Tiny tender reddish leaves appear on our blaze maple tree. Daffodils add patches of bright yellow to our barely awake garden. Tulip leaves poke through the soil with a promise of flowers to follow. Spring is a season of promise.
A full pink moon appears on April 26th. It is named for Spring’s earliest widespread pink flowers, the wild ground phlox. Native Americans gave each full moon a name. The names can vary by geographic area and reflect what is happening when each full moon appears. This noticing and naming reflects a deep connection to Earth’s seasonal dance.
Each season has a particular energy. Winter is a quiet season. Most growth happens out of sight. We close windows, bundle up, and are generally less active. In Spring we open windows, peel off heavy layers of clothing and become more active. Springtime we scatter seeds that grow in Summer to be harvested in Autumn.
However, this is a Spring like no other I have known. We are coming out of our Winter cocoons at the same time many are emerging from pandemic hibernation. Like Winter, the pandemic has drawn us inside. For some of us it has meant schooling and working from home. For most, our contact with others is dramatically different.
Life will soon resume another rhythm. We will have more freedom to move around. Don and I will return to our regular walking group at the Arboretum. The group has been together for forty years. I can hardly wait to be with them. My hungry arms long to embrace so many family and friends. I imagine being on a hugging binge very soon.
To be out in the world also increases life’s complexities.
A calendar free of “social obligations” will begin to fill. How will we decide what to accept or reject? Several women have told me they enjoy not needing to attend some unsatisfying gatherings. They are now reconsidering what they will say yes to in the future.

* [RECORDS]:

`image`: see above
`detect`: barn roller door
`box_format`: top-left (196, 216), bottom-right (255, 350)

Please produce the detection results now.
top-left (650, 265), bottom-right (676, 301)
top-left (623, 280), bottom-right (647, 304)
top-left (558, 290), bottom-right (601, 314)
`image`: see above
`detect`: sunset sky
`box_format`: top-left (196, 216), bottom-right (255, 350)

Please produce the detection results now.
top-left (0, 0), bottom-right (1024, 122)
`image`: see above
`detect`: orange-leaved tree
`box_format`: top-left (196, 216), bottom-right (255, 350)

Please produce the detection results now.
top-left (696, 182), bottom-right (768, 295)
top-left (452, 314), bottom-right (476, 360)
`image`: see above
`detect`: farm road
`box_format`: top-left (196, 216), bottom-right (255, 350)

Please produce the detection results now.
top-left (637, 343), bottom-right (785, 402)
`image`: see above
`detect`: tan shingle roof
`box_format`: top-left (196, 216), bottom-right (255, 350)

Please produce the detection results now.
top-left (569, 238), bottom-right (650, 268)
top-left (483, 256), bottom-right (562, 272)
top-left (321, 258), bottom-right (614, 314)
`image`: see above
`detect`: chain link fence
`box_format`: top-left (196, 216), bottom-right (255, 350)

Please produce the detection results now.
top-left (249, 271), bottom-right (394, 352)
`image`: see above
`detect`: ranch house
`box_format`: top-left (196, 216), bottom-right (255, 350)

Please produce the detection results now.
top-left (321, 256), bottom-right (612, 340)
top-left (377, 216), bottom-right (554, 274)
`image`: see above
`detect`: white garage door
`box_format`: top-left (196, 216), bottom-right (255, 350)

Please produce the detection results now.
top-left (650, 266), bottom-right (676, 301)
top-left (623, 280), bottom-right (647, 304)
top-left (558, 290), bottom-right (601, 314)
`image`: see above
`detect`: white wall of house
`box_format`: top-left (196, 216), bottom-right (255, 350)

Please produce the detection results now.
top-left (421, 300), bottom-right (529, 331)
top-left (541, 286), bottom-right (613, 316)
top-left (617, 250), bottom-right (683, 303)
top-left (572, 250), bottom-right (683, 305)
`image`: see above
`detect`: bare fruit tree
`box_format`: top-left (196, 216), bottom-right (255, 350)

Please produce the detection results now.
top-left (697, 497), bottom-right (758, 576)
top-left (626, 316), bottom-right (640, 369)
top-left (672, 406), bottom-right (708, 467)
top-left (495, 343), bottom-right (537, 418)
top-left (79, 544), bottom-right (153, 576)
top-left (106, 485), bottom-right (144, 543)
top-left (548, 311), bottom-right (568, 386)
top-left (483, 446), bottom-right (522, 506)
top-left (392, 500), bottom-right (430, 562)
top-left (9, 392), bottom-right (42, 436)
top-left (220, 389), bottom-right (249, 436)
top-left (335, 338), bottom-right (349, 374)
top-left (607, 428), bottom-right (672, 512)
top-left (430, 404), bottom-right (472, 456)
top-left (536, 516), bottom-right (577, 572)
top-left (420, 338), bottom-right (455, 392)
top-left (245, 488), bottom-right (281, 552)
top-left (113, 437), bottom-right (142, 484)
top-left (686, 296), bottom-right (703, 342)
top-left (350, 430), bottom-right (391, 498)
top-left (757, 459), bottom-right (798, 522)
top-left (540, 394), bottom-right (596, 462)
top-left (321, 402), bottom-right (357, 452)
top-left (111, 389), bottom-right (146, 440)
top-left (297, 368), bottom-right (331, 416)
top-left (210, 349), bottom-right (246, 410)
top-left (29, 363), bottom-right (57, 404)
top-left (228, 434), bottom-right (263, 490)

* [INSTRUCTIONS]:
[A] In the essay on spring, what is the full moon on April 26th named for?
[B] Copy the passage of the essay on spring from "A full pink" to "Earth’s seasonal dance.", substituting "region" for "geographic area".
The material above comes from a different source than the essay.

* [ANSWER SET]:
[A] It is named for Spring's earliest widespread pink flowers, the wild ground phlox.

[B]
A full pink moon appears on April 26th. It is named for Spring’s earliest widespread pink flowers, the wild ground phlox. Native Americans gave each full moon a name. The names can vary by region and reflect what is happening when each full moon appears. This noticing and naming reflects a deep connection to Earth’s seasonal dance.